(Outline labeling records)
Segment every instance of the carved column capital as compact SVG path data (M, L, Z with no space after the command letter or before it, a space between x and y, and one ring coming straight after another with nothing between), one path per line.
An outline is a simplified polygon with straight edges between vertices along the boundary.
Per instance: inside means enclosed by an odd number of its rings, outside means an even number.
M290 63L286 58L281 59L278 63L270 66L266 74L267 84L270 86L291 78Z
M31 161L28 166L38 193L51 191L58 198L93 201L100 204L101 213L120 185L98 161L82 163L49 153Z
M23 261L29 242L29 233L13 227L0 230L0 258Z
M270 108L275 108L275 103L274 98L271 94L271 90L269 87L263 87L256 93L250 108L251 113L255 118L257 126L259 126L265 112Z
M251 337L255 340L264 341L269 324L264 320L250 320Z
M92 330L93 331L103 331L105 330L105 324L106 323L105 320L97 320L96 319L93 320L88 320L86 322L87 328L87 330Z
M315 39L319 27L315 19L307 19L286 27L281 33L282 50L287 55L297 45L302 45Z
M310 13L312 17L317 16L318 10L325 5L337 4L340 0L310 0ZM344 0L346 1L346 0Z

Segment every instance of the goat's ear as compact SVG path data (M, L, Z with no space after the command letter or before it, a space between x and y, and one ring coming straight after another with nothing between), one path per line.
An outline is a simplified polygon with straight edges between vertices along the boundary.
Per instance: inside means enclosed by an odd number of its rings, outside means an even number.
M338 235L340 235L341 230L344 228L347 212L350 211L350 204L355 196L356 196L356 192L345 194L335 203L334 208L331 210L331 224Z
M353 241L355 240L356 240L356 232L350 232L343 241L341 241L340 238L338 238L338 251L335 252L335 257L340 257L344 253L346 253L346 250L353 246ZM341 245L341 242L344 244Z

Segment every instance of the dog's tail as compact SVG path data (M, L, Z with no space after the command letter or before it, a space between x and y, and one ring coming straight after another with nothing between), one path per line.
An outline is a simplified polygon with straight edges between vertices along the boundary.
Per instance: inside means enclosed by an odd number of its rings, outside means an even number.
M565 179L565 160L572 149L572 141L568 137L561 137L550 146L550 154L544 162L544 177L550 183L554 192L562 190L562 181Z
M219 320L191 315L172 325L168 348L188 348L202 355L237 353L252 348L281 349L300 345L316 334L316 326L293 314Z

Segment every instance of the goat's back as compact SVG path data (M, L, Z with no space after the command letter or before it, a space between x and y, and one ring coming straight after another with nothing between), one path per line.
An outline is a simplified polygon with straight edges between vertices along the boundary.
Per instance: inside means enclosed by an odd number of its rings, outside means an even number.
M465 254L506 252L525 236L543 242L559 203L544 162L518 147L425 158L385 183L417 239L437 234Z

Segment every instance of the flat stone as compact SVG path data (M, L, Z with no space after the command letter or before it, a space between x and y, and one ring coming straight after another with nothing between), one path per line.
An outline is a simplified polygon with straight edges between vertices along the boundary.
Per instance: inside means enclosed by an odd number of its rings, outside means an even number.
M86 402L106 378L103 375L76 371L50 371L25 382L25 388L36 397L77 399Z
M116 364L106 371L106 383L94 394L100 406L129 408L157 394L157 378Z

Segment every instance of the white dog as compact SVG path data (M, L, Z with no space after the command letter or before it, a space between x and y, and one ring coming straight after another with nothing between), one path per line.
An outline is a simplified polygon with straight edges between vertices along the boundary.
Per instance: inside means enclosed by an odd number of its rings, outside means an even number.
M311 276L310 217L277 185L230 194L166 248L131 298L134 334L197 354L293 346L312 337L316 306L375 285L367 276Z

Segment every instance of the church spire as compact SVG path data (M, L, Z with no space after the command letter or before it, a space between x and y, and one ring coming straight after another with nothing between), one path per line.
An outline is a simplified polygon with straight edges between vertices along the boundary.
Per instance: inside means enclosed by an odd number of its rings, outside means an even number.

Task statement: Reproduce all of the lines above, switching "simplified polygon" to "reduced polygon" at every occurrence and leaving everything else unchanged.

Expected output:
Segment every instance of the carved column capital as compact SVG path data (M, L, Z with no space after the command letter or before it, a space between x and y, and one ring coming straight after another with nothing between), one path per line.
An outline is a reduced polygon with straight edges between vertices along the boundary.
Per instance: inside means enclosed by an odd number of its rings, outside means an even number.
M290 63L286 58L281 59L278 63L270 66L266 74L267 84L270 86L291 78Z
M31 161L28 166L38 193L51 191L58 198L93 201L100 204L101 213L120 185L98 161L82 163L49 153Z
M23 261L29 242L29 233L13 227L0 230L0 258Z
M270 108L275 108L275 103L274 98L271 94L271 90L269 87L263 87L256 93L250 108L251 113L255 118L257 126L259 126L265 112Z
M251 337L255 340L264 341L269 324L264 320L250 320Z
M92 330L93 331L103 331L105 330L105 324L106 323L105 320L97 320L96 319L93 320L88 320L86 322L87 328L87 330Z
M315 39L319 27L315 19L307 19L286 27L281 33L282 50L287 55L297 45L302 45Z
M310 13L312 17L317 16L318 10L325 5L337 4L340 0L310 0ZM344 0L346 1L346 0Z

Segment every instance of the goat's ear as compact SVG path data (M, L, Z with no space after the command letter or before it, a space between x and y, and one ring coming straight after another with nothing between), one path per line.
An outline is a reduced polygon with straight edges between vertices along the boundary.
Per instance: inside means enclosed by an odd number of its rings, outside means an even number.
M338 235L340 235L341 230L344 228L347 212L350 211L350 204L355 196L356 196L356 192L345 194L335 203L334 208L331 210L331 224Z
M353 241L355 240L356 240L356 232L350 232L343 241L341 241L340 238L338 238L338 251L335 252L335 257L340 257L344 253L346 253L346 250L353 246ZM341 245L341 242L344 244Z

Segment every instance of the dog's tail as compact SVG path data (M, L, Z with no space after the command letter or before it, a space between x and y, and one ring coming straight after another with nothing between), one path per line.
An outline is a reduced polygon with straight edges between vertices along the boundary.
Per instance: inside means enclosed by an odd number of its rings, outside means an even number.
M565 179L565 160L572 149L572 141L568 137L561 137L550 146L550 154L544 162L544 177L550 183L554 192L562 190L562 181Z
M219 320L191 315L172 325L168 348L188 348L202 355L237 353L252 348L281 349L300 345L316 334L316 326L293 314Z

Segment every instance of the goat's back as compact SVG path data (M, L, Z with no space after the command letter or before it, a space between x and y, and one ring coming straight after another with nothing between), one path per line.
An outline is a reduced polygon with straight edges between vertices along the boundary.
Per instance: inside means enclosed by an odd number of its rings, outside means an even number.
M465 254L506 252L525 236L543 242L559 203L544 162L518 147L425 158L385 183L417 239L437 234Z

Segment every instance of the flat stone as compact SVG path data (M, L, Z with no space after the command letter or before it, a space between x and y, and one ring coming straight after another with nothing between), one path per line.
An outline is a reduced polygon with straight edges between vertices along the boundary.
Per instance: inside means enclosed by an odd number of its rings, outside means an even number.
M86 402L106 378L103 375L76 371L50 371L25 382L25 388L36 397L77 399Z
M116 364L106 371L106 383L94 394L100 406L129 408L157 394L157 378Z

Segment every instance of the white dog as compact SVG path data (M, L, Z with no space after the command letter or before it, a space between x and y, and one ring coming straight after another with nothing between), one path per line.
An outline is a reduced polygon with straight edges between vertices along the boundary.
Per instance: inside means enclosed by an odd number of its rings, outside means an even number.
M311 276L310 217L277 185L230 194L166 248L131 298L134 334L197 354L293 346L312 337L316 306L375 285L367 276Z

Segment every instance of the church spire as compact SVG path data (M, L, Z with no space after the command letter or before it, a space between x and y, and one ring coming straight after another with nothing between), one path per line.
An outline is a reduced polygon with straight edges between vertices along the boundary.
Per instance: inside means enclosed by an odd number of its rings, outside means an even number.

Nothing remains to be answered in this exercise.